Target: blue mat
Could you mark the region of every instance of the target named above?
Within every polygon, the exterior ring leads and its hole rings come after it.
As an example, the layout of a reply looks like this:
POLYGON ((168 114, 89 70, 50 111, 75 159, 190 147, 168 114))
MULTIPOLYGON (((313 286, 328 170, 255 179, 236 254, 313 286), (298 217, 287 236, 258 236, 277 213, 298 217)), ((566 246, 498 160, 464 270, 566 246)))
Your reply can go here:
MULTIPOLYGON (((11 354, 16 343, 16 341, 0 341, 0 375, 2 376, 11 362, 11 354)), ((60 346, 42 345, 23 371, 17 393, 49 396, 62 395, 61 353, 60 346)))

# Exercise description
Please render each line of the data above as one string in a JSON list, leaving out any blank lines.

# Solved exercise
[
  "Target: blue mat",
  "Could you mark the region of every instance of the target named above?",
  "Within every polygon, the exterior ring leads and its hole rings come after it.",
  "As an example, the layout of a reply looks like this:",
  "POLYGON ((168 114, 89 70, 50 111, 75 159, 190 147, 168 114))",
  "MULTIPOLYGON (((313 286, 328 170, 255 179, 236 254, 313 286), (298 217, 287 236, 258 236, 277 213, 298 217)), ((566 246, 498 160, 464 270, 566 246)))",
  "Your reply can go here:",
  "MULTIPOLYGON (((11 354, 16 343, 16 341, 0 341, 0 375, 2 376, 11 362, 11 354)), ((60 346, 42 345, 23 371, 17 393, 49 396, 62 395, 61 353, 60 346)))"
]